Detection annotation records:
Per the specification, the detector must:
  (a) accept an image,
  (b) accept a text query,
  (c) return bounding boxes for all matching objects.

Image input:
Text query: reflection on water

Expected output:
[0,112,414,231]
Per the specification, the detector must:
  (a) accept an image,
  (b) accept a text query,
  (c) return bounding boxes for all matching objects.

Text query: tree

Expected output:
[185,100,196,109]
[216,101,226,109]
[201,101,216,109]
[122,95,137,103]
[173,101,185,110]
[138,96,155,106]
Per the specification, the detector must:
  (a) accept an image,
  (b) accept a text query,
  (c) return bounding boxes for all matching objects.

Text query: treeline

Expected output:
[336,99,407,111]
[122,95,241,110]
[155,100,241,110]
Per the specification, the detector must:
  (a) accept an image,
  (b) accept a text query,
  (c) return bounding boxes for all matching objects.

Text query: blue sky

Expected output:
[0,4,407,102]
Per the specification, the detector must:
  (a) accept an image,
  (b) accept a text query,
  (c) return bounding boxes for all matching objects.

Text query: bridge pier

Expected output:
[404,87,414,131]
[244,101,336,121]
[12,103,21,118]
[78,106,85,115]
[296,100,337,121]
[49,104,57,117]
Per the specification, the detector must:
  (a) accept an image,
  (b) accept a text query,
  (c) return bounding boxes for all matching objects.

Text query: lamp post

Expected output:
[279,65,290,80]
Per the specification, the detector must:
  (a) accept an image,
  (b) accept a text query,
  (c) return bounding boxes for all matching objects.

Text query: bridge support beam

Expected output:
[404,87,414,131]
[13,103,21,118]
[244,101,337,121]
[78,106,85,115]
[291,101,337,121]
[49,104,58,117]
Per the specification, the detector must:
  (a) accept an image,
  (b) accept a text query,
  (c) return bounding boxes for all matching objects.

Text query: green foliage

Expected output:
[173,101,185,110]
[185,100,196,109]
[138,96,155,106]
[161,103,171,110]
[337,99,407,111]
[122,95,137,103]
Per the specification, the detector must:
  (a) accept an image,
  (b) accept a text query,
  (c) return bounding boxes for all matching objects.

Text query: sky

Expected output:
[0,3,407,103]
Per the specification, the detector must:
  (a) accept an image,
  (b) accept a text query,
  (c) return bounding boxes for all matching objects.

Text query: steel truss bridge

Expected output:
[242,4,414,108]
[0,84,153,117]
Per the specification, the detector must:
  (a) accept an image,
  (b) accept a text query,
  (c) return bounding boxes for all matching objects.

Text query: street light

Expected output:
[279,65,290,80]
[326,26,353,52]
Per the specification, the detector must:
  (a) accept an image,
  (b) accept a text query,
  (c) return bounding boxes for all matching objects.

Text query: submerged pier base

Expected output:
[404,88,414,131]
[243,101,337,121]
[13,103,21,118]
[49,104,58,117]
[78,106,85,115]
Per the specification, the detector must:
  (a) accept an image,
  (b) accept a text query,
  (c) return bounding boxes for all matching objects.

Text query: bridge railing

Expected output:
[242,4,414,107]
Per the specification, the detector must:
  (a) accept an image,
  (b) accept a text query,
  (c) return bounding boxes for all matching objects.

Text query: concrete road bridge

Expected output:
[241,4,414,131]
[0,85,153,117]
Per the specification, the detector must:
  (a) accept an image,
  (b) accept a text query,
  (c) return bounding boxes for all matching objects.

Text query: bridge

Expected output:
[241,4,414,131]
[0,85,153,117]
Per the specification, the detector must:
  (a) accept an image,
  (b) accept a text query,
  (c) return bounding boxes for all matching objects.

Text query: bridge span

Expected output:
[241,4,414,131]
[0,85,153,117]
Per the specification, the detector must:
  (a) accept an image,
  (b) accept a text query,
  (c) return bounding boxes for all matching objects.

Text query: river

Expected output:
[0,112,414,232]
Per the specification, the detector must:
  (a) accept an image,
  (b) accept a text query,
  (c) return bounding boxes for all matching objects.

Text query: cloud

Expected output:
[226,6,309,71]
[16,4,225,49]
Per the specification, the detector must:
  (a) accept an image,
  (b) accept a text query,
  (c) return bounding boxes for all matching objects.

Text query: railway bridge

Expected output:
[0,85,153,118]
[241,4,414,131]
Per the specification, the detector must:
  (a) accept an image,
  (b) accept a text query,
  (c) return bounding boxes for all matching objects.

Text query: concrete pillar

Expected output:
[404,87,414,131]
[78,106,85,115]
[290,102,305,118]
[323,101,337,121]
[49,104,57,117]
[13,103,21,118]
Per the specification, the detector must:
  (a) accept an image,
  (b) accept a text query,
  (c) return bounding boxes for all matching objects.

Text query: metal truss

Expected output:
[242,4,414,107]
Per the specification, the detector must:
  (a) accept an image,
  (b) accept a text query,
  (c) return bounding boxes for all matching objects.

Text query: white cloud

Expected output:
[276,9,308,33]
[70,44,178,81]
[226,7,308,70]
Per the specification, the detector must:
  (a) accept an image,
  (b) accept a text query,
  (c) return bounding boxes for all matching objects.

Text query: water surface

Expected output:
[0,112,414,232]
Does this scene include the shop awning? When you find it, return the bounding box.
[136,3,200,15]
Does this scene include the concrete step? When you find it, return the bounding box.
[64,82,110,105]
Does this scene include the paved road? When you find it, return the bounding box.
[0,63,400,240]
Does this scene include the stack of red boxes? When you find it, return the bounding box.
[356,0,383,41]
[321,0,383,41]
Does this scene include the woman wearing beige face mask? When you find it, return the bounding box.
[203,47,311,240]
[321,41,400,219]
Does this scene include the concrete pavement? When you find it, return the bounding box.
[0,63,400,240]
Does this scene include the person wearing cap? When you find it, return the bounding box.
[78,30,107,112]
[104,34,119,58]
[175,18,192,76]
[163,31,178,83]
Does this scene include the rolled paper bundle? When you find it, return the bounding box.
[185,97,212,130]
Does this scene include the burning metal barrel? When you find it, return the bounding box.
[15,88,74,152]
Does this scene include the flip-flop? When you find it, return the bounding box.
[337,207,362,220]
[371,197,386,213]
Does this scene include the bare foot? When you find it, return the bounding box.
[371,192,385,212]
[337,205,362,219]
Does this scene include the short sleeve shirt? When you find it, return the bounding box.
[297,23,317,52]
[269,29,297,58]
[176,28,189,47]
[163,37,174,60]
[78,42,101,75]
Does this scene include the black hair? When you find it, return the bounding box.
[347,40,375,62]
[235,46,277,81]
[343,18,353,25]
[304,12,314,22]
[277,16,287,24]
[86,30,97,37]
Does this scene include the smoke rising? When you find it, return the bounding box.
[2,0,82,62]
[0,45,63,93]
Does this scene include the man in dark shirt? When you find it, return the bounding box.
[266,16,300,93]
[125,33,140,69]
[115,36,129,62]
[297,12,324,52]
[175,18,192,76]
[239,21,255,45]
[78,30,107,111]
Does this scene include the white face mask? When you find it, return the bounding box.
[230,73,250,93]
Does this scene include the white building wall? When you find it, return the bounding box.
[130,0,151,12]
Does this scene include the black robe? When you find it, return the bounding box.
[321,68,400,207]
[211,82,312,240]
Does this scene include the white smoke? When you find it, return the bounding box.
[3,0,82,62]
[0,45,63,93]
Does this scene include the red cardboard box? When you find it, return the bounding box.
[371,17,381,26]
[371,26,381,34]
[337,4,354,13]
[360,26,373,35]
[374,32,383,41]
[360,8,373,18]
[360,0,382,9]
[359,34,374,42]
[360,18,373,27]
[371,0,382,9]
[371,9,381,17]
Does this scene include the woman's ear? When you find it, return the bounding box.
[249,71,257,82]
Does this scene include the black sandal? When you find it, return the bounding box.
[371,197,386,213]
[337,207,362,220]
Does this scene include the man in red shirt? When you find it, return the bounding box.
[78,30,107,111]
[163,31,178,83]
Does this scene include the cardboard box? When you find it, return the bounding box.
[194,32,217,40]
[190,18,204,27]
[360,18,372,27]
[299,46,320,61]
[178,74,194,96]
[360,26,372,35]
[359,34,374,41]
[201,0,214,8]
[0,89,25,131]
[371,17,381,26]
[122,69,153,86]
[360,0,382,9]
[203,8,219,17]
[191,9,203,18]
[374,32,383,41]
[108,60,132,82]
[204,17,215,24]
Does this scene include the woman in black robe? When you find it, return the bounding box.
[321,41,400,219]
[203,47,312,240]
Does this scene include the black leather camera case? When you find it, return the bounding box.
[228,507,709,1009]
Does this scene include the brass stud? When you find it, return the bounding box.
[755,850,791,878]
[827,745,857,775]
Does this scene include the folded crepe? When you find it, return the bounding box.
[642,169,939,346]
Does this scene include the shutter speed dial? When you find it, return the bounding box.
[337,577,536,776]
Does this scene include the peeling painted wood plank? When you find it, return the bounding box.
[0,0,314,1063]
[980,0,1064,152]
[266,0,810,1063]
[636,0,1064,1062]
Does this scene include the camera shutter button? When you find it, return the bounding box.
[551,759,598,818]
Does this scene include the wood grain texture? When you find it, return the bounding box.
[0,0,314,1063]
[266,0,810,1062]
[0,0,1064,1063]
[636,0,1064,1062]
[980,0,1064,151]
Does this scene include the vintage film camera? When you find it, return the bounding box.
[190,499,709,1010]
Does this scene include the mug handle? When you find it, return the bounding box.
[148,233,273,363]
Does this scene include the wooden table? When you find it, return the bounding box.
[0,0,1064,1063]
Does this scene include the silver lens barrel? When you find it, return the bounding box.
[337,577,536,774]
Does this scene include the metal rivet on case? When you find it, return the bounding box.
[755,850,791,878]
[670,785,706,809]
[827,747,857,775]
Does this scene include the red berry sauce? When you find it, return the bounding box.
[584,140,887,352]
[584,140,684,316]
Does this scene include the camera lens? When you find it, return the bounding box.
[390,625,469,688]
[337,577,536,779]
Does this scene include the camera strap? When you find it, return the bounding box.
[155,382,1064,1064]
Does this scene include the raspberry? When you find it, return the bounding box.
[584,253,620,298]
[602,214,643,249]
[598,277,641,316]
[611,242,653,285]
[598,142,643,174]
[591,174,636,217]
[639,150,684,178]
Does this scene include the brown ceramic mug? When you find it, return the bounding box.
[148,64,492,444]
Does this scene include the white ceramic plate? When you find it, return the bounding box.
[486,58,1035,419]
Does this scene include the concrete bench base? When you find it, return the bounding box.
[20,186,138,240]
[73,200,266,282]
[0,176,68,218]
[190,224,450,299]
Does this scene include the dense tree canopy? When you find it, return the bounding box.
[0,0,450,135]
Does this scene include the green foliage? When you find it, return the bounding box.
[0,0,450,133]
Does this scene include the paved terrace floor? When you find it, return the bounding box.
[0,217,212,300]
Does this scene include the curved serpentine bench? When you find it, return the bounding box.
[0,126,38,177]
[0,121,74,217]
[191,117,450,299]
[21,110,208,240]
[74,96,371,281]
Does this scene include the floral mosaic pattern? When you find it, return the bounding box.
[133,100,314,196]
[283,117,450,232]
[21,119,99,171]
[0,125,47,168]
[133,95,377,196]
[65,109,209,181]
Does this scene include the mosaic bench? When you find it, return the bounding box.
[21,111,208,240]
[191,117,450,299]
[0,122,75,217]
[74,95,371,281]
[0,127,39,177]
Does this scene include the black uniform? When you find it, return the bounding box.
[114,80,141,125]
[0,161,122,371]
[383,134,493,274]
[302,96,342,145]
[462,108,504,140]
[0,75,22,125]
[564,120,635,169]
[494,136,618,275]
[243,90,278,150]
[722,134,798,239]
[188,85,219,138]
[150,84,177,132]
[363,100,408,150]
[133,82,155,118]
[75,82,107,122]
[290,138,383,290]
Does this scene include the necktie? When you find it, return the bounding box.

(Set task):
Can you copy the material above word for word, beginning at its first line and stopping after the line that contains "[0,4,407,102]"?

(Result):
Per the specification, the detector must:
  (a) accept an image,
  (b) accept a text query,
  (c) return bounding boxes for all matching objects.

Image input:
Text query: reflection on water

Expected output:
[0,112,414,231]
Per the specification, the detector must:
  (a) accept an image,
  (b) accept a text query,
  (c) return bounding boxes for all matching objects.

Text query: tree

Expected output:
[185,100,196,109]
[216,101,226,109]
[201,101,216,109]
[122,95,137,103]
[173,101,185,110]
[138,96,155,106]
Per the specification, the detector must:
  (a) accept an image,
  (b) accept a text query,
  (c) return bounding boxes for all matching objects.

Text query: treeline

Expected output:
[336,99,407,111]
[122,95,241,110]
[155,100,241,110]
Per the specification, the detector must:
  (a) accept an image,
  (b) accept a text query,
  (c) return bounding boxes for all matching objects.

Text query: blue sky

Expected output:
[0,4,407,102]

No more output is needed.